(DOCUMENT EXTRACT)
┌──

The World Bank warned that recession looms over countries worldwide as the Ukraine war takes its toll on economies already hurt by the COVID-19 pandemic, according to its latest economic forecast released on Tuesday.
The world's premier international credit institution says global economic growth is expected to slow down before the end of the year, and most countries should begin preparing for a recession.
World Bank president David Malpass stated in the report: "For many countries, recession will be hard to avoid."
According to the report, global growth is anticipated to decline from 5.7 percent in 2021 to 2.9% this year. Last January, the World Bank, which functions as an international lending institution for developing nations, predicted a 4.1% growth for 2022.
The World Bank report stated that the global economy had already been weakened by the COVID-19 pandemic's aftermath, which shattered worldwide supply chains and impeded income development and poverty reduction efforts in underdeveloped countries, per Yahoo! Finance.
War in Ukraine Severely Hurts the Global Economy
This caused the credit institution to forecast slower but steady global growth beginning in 2022, but after the onset of the Ukrainian conflict, the organization was compelled to drastically reduce its forecasts to adjust for skyrocketing food and fuel costs as well as crippled international trade networks.
"Just over two years after COVID-19 caused the deepest global recession since World War II, the world economy is again in danger," Malpass noted.

└──

(EXERCISE A)
In the World Bank forecast article, what growth rate did the World Bank predict for 2022 last January?
(EXERCISE B)
From the World Bank forecast article, write out word for word the passage starting at "The world's premier" and ending at "for a recession.".
(EXERCISE C)
Summarize the World Bank forecast article in two sentences.

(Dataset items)

┌──

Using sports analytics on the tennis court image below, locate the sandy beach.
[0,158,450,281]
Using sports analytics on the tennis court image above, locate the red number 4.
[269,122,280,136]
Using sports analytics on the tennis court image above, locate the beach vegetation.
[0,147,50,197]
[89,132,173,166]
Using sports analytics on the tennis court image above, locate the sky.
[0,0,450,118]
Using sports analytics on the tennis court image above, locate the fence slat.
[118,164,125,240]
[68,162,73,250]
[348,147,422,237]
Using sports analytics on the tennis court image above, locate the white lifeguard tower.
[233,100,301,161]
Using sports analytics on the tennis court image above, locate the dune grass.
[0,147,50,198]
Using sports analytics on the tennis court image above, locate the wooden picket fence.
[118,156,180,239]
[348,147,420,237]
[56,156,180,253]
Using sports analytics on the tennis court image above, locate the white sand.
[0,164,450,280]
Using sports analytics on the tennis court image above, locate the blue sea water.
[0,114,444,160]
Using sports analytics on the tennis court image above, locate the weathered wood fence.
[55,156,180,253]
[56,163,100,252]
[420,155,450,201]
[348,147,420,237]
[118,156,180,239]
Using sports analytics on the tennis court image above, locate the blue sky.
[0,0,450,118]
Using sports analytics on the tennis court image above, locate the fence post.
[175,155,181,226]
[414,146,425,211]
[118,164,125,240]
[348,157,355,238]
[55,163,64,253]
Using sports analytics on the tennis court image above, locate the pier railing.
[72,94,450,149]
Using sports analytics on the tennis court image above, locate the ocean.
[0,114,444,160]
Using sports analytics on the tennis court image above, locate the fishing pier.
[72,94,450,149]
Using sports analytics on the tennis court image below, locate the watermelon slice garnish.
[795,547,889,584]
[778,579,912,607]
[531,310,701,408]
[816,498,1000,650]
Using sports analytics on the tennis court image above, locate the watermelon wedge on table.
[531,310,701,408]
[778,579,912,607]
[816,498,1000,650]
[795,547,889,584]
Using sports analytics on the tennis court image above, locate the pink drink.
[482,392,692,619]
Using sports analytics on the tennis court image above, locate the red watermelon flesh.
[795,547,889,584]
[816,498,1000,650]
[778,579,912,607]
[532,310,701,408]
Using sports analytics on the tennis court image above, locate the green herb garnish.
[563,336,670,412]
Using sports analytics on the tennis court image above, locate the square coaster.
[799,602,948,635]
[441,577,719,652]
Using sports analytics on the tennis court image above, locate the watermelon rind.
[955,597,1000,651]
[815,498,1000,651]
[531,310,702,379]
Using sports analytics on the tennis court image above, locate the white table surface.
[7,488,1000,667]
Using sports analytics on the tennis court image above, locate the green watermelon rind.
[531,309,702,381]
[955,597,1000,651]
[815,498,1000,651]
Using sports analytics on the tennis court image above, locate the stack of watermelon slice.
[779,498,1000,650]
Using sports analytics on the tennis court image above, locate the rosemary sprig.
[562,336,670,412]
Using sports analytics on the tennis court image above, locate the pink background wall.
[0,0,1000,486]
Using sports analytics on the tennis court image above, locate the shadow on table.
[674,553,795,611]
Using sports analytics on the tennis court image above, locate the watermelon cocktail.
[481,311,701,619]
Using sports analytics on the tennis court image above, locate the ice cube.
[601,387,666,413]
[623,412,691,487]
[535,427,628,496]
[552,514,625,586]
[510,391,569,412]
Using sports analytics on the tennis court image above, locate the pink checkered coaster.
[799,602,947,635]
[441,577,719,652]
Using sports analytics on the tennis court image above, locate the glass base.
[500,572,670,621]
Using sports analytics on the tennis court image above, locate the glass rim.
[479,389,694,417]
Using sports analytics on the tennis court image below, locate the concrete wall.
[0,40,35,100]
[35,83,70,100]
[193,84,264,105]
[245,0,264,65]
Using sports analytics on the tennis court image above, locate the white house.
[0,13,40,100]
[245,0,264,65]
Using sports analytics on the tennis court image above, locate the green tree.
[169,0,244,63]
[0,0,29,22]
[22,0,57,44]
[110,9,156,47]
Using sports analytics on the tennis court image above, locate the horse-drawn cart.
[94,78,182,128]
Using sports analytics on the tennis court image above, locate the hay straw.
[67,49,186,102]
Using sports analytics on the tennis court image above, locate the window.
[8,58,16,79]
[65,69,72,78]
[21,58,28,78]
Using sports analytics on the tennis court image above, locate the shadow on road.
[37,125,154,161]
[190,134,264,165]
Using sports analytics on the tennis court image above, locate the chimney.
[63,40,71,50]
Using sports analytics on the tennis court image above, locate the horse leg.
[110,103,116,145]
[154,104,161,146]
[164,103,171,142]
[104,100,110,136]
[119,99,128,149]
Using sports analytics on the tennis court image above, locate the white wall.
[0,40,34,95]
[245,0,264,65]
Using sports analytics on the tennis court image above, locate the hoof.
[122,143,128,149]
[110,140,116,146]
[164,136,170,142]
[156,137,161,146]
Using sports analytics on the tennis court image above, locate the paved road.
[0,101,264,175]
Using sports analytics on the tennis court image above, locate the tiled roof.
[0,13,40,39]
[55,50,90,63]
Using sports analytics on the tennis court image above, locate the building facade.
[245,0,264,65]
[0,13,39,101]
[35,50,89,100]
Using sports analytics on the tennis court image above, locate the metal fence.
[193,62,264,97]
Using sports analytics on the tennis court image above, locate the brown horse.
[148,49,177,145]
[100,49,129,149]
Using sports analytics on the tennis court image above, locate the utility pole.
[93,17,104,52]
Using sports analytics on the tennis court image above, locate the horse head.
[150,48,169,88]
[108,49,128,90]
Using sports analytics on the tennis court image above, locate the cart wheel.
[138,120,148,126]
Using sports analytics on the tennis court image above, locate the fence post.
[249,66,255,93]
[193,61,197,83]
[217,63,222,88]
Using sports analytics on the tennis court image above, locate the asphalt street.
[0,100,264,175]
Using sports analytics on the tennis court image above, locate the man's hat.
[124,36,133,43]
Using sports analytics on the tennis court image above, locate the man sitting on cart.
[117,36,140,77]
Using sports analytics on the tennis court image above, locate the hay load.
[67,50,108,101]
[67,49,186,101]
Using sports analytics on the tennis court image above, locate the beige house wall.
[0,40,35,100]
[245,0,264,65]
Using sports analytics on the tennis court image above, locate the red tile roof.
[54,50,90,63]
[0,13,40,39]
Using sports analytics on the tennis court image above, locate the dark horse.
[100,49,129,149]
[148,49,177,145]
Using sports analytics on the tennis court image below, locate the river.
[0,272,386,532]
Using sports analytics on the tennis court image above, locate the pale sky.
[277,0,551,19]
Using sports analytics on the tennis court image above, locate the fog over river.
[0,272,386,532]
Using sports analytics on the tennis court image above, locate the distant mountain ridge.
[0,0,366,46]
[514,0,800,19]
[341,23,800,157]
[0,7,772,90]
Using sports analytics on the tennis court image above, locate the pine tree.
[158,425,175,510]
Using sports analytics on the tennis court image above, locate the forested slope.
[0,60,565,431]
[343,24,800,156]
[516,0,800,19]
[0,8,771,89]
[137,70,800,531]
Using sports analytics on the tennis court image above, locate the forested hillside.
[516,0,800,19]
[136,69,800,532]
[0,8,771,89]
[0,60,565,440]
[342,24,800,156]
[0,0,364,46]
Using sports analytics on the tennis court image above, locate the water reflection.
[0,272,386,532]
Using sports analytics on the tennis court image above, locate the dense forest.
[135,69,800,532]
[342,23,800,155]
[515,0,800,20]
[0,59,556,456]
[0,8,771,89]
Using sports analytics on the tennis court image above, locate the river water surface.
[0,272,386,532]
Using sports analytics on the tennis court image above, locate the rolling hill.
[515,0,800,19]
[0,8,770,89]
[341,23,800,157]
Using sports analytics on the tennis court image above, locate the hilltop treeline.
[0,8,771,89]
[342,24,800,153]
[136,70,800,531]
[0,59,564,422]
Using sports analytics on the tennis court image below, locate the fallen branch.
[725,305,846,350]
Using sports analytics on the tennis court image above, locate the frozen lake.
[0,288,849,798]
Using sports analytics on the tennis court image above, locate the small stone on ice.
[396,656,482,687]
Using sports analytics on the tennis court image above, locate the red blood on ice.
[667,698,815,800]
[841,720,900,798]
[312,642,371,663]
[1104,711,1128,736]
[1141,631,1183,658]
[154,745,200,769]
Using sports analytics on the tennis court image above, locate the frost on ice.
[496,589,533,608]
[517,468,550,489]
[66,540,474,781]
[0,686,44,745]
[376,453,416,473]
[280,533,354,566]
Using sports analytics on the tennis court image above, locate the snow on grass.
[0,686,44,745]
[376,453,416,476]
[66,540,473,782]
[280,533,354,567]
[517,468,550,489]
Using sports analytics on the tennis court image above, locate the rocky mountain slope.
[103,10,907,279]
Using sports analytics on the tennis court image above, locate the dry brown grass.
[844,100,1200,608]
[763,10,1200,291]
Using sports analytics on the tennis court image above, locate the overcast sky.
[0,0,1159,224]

└──

(EXERCISE OUTPUT A)
4.1%

(EXERCISE OUTPUT B)
The world's premier international credit institution says global economic growth is expected to slow down before the end of the year, and most countries should begin preparing for a recession.

(EXERCISE OUTPUT C)
The World Bank's latest forecast warned that many countries face recession as the Ukraine war adds to the economic damage from the COVID-19 pandemic, and it expects global growth to fall from 5.7 percent in 2021 to 2.9% this year. The World Bank had predicted 4.1% growth for 2022 in January, but it sharply cut its forecasts after the conflict drove up food and fuel costs and crippled international trade networks.